◆ Recorded information
+++

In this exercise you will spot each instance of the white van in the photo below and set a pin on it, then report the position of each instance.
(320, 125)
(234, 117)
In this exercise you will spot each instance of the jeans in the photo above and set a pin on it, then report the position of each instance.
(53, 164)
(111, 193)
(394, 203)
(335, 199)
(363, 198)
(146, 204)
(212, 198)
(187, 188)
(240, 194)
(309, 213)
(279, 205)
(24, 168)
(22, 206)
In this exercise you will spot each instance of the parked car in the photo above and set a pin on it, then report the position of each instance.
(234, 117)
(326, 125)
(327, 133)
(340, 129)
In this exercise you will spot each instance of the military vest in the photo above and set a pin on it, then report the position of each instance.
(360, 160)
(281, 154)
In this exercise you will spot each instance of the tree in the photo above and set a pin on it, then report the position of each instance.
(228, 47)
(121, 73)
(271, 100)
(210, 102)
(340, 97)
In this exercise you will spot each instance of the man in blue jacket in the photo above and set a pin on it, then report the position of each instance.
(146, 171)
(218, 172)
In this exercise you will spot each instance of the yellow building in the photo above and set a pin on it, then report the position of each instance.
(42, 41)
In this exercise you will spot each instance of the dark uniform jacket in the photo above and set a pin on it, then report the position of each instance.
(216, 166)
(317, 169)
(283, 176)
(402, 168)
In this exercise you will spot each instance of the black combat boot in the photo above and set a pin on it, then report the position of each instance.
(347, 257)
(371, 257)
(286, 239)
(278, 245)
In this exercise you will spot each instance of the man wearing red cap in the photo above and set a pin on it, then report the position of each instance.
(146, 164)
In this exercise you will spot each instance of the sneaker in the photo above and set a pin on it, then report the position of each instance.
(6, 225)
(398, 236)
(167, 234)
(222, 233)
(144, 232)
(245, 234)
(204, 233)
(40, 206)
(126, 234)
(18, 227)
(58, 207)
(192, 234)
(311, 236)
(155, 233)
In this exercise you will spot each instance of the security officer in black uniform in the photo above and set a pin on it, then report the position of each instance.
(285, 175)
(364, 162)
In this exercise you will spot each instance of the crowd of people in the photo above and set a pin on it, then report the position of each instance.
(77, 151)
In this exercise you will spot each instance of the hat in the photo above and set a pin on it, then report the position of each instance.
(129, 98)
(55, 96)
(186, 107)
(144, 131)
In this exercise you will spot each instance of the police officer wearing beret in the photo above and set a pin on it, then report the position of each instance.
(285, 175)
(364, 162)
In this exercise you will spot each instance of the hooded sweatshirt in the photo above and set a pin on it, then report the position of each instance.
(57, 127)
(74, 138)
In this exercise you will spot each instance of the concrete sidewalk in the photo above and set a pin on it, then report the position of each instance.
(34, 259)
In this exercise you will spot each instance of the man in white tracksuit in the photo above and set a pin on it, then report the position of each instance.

+++

◆ Assigned task
Each record must be transcribed word for word.

◆ Result below
In this exercise you will spot each instance of the white van in the photo below and set a pin on it, then report the position of each instance.
(320, 125)
(234, 117)
In this exercise you will spot each instance of the jeans in the photo above and set a pin on it, then report the position of each instance.
(53, 164)
(111, 193)
(394, 203)
(335, 199)
(363, 198)
(146, 204)
(212, 198)
(187, 188)
(240, 194)
(309, 213)
(279, 205)
(24, 168)
(22, 206)
In this exercise you will spot each instance of the parked car in the photo above and set a pin on it, then report the position of each instance.
(234, 117)
(326, 125)
(327, 133)
(340, 129)
In this exercise you will spot each instance of the military vest in the photo above and set a pin on it, then report the position of each instance.
(360, 160)
(281, 154)
In this exercise you will spot each instance of the tree in the photo above and set a pin on it, then report the position of each instance.
(228, 47)
(121, 73)
(271, 100)
(210, 102)
(340, 97)
In this exercise you will spot each instance of the man in blue jacket in the photo above and set a pin on it, then report the position of each instance.
(146, 171)
(218, 172)
In this exercise you will spot each instance of the yellow building in the photo above and set a pin on it, then report the position of each instance.
(42, 41)
In this exercise you will spot each instance of the dark uniform jacket in the photo above and set a pin on it, then report the position of each instance.
(216, 166)
(317, 169)
(283, 176)
(402, 168)
In this exercise you will spot each instance of the black combat boot in the photo above and set a pin on it, then report the position of each instance.
(347, 257)
(371, 257)
(286, 239)
(278, 245)
In this exercise you will spot each instance of the man wearing red cap in the photo above and set a pin on it, then report the position of each instance.
(146, 164)
In this exercise you will spot each instance of the sneaker in the photo above and set a pin on it, then report the position of each instance.
(6, 225)
(398, 236)
(167, 234)
(222, 233)
(144, 232)
(245, 234)
(204, 233)
(40, 206)
(126, 234)
(18, 227)
(58, 207)
(192, 234)
(311, 236)
(155, 233)
In this exercise you will spot each instance of the security officer in black uniform in the photo above and set a pin on it, then report the position of each instance.
(285, 175)
(364, 162)
In this exercise you will spot each instance of the crowd of people in the photo above and set a pin on it, then report the position of each instance.
(77, 151)
In this exercise you will spot each instance of the hat in the photo above and set a pin on it, then report the position of each instance.
(129, 98)
(55, 96)
(186, 107)
(144, 131)
In this exercise you will spot each instance of the police officer wearing beret in the photo above and set a pin on it, then report the position of each instance.
(285, 175)
(364, 162)
In this exercise you will spot each instance of the hooded sweatshirt in the photo above and set a pin on it, then report the position of each instance.
(57, 127)
(74, 138)
In this exercise you will spot each instance of the concrete sidewalk in the photo above and set a pin on it, then report the position of each instance.
(34, 259)
In this exercise you will spot each instance of the man in white tracksuit in the photo above and set a pin on it, then report the position of each instance.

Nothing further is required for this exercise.